◆ **RECORDED DATA**
═══
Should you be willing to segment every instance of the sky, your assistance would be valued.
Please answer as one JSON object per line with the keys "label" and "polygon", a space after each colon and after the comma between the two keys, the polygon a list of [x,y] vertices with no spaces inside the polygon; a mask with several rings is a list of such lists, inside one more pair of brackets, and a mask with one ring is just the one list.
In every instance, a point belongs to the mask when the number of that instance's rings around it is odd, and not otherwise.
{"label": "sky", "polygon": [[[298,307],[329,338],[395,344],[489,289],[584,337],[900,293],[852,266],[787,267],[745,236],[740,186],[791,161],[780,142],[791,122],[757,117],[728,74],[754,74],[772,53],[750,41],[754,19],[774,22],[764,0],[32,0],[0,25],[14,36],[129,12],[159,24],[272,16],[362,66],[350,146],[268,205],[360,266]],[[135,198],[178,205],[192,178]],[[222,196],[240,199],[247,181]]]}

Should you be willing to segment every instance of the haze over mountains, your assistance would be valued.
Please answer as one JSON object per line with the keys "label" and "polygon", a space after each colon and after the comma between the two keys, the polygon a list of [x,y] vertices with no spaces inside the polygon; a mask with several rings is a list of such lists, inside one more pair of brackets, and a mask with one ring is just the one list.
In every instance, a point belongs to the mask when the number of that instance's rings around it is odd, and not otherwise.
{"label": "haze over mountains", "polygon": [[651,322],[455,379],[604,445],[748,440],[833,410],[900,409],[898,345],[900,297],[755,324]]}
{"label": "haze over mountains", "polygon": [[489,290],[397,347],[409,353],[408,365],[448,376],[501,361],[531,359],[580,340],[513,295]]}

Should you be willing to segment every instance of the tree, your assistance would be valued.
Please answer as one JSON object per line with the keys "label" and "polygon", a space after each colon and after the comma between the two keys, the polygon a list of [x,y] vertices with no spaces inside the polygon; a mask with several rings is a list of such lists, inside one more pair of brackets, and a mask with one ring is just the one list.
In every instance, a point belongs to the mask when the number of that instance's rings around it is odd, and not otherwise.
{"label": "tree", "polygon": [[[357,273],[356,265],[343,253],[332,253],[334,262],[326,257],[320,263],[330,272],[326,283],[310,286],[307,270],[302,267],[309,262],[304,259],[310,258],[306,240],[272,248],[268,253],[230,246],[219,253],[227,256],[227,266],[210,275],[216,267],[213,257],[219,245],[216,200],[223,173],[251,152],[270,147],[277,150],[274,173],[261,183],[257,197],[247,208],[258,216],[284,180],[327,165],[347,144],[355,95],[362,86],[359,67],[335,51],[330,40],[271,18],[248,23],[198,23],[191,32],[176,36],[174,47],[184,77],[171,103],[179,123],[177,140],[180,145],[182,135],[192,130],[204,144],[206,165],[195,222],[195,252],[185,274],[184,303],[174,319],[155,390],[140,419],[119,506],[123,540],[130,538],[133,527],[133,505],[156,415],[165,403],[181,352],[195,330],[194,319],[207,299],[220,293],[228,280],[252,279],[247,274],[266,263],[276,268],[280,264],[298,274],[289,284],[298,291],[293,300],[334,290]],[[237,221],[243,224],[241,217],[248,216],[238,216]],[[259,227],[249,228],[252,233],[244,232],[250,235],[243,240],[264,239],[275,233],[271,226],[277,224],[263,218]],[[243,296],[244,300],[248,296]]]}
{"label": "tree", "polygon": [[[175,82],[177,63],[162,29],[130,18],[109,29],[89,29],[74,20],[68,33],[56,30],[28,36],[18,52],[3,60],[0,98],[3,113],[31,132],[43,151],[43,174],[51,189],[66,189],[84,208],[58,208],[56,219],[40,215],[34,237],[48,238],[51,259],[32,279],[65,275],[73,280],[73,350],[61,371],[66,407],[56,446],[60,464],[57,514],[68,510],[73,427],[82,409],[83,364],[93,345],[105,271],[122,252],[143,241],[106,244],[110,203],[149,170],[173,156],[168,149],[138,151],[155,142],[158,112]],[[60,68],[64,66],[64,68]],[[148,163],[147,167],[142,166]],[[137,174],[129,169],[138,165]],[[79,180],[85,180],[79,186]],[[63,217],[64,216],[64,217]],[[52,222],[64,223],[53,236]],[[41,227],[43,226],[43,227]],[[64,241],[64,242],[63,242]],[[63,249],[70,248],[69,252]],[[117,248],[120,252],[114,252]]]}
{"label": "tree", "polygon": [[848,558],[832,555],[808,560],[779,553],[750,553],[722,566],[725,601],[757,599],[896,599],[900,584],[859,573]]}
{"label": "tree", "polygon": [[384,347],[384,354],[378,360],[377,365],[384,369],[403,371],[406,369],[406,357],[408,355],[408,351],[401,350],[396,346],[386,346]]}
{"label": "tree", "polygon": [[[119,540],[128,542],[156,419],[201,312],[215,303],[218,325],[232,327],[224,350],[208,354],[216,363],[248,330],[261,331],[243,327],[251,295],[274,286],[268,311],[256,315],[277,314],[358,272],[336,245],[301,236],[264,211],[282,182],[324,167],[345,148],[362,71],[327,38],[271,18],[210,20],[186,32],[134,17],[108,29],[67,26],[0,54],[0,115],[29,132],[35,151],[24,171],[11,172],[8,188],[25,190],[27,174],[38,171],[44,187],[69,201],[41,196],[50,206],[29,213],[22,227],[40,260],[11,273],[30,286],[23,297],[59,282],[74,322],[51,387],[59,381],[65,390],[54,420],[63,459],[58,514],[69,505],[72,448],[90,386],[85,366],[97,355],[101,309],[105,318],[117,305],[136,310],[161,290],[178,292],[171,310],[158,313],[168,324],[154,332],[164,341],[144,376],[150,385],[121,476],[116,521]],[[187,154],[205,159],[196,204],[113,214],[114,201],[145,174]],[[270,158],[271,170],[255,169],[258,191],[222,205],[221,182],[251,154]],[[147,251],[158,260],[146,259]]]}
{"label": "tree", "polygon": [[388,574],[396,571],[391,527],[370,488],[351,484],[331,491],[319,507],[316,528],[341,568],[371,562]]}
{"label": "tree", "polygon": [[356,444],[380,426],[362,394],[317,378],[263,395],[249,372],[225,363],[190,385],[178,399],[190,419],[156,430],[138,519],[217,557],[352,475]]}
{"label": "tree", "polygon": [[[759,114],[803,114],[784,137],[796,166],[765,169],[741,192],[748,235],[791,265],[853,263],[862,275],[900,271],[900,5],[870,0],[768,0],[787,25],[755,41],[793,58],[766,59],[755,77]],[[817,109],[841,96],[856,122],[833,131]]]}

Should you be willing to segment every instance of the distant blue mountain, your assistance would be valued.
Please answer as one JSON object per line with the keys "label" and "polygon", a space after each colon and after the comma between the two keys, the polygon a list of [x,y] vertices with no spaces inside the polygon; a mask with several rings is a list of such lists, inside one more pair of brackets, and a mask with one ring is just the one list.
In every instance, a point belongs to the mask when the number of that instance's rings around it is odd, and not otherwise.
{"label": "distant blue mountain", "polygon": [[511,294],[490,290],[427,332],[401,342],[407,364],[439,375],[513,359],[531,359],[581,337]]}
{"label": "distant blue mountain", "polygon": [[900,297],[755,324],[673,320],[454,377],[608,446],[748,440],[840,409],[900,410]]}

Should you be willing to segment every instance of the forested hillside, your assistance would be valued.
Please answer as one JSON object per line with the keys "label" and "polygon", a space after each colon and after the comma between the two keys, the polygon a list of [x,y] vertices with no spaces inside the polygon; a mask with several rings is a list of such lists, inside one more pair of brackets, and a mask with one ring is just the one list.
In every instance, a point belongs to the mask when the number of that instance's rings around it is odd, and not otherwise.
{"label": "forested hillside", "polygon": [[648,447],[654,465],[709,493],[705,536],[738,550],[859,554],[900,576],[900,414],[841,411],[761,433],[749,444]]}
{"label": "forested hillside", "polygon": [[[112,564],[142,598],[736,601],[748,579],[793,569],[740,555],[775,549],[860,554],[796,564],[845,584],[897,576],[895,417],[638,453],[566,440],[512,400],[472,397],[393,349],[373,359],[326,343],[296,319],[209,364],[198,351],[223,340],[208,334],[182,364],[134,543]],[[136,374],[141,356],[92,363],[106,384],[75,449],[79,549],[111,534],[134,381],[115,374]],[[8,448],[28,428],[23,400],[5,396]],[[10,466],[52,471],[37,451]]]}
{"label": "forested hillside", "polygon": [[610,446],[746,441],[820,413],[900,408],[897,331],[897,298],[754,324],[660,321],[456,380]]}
═══
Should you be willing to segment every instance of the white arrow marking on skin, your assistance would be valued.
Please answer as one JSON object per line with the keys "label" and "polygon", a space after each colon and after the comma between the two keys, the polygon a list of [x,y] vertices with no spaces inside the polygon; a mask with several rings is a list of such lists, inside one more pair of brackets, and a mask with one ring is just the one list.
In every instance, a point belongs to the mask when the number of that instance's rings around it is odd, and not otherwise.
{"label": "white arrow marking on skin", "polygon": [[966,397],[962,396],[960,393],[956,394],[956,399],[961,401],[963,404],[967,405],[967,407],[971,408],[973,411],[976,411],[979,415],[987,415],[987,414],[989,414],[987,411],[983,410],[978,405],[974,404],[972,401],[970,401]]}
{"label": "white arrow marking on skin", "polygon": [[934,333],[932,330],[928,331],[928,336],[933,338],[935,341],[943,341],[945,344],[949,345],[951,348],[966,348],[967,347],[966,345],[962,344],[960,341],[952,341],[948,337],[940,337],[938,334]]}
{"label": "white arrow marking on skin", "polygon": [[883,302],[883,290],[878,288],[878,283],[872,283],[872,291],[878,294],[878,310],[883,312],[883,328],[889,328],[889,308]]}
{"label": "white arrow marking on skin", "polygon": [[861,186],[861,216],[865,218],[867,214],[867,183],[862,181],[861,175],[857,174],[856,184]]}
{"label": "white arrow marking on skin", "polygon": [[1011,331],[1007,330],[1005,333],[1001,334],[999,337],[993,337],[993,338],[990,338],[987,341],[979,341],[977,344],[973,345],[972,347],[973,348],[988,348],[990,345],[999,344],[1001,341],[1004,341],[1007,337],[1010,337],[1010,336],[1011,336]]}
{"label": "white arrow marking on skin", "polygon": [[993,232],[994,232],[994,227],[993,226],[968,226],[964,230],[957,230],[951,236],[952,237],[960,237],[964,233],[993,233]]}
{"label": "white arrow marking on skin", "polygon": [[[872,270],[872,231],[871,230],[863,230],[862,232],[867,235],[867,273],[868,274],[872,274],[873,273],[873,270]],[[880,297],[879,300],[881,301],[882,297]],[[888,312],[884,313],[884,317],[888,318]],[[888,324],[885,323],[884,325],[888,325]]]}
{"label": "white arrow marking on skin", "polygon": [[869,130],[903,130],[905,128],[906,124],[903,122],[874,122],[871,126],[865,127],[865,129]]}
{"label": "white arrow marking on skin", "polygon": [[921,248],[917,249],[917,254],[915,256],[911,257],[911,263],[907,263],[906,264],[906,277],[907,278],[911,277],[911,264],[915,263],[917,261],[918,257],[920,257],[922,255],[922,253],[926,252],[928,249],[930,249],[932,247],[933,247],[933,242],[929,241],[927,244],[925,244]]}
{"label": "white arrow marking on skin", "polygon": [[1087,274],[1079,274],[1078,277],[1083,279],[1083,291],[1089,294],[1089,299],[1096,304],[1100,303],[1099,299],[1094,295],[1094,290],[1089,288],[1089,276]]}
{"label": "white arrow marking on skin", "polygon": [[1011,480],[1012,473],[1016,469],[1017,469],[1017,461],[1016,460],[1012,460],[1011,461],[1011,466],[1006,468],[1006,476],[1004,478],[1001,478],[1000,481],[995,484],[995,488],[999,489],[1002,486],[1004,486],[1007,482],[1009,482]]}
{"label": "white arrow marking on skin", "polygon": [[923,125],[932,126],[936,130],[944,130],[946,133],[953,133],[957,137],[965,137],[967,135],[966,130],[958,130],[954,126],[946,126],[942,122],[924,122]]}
═══
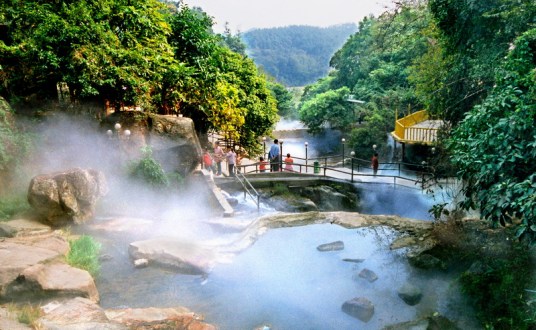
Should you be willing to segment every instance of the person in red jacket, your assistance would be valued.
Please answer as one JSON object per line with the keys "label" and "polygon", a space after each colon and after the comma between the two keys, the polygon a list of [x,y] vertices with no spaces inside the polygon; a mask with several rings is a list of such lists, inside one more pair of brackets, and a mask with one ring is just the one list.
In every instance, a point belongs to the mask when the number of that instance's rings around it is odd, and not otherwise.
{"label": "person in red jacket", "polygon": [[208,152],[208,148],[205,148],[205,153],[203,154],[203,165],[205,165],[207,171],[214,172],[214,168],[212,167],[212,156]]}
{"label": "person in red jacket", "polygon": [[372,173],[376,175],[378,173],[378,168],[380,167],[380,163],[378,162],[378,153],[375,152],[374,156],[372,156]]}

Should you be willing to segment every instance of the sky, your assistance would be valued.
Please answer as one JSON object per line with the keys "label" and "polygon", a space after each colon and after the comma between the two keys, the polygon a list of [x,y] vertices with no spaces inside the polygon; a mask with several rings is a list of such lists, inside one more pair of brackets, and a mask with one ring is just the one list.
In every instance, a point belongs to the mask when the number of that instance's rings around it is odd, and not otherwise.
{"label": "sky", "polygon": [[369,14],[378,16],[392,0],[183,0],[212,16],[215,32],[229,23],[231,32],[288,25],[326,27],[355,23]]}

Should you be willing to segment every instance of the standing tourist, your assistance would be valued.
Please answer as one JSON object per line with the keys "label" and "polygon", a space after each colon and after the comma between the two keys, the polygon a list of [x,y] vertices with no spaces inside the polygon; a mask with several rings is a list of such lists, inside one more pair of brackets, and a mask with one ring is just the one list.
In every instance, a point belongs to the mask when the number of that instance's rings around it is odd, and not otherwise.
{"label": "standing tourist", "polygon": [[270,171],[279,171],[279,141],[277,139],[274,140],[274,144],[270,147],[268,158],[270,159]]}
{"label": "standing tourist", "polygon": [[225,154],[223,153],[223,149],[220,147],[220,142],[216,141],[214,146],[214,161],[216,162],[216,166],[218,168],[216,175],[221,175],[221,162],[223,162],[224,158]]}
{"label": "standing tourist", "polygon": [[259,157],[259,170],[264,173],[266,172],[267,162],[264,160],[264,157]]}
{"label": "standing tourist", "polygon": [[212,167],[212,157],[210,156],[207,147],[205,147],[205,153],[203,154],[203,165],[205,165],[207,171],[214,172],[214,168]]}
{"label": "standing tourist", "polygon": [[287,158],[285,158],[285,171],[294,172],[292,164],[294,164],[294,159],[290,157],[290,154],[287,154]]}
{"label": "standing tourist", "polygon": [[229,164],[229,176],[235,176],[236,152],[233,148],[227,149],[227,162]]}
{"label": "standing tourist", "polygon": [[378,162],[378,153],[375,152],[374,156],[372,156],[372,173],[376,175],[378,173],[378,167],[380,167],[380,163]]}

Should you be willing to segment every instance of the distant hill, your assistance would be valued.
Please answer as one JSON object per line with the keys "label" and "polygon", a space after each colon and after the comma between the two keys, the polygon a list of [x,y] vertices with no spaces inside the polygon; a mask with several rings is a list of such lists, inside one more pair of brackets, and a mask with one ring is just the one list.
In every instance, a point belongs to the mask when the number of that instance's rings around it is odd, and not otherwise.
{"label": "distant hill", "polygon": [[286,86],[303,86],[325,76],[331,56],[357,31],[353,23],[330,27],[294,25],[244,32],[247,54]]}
═══
◆ **WHAT YOU ARE ASKED TO DO**
Scan the data above for the word "willing" and report every line where it is found.

◆ **RESPONSE AREA**
Should you be willing to segment every instance of the sky, your assistance would be valued.
Should you be willing to segment every instance of the haze over mountains, your assistance would be valued.
Should you be willing to segment every instance of the tree, your assistance would be valued.
Should you be willing to segment every instance of the distant blue mountain, your assistance would be valued.
Should you be willing to segment every instance of the forested hillside, your assistance would be valued.
Should you be willing to segment every instance of the white arrow marking on skin, your assistance would be valued.
Should you be willing to segment every instance of the person in red jacket, your assistance would be valued.
Should you be willing to segment every instance of the sky, your assistance would be valued.
Should you be willing to segment every instance of the standing tourist, your assistance would be valued.
Should you be willing to segment every instance of the distant hill, your assistance would be valued.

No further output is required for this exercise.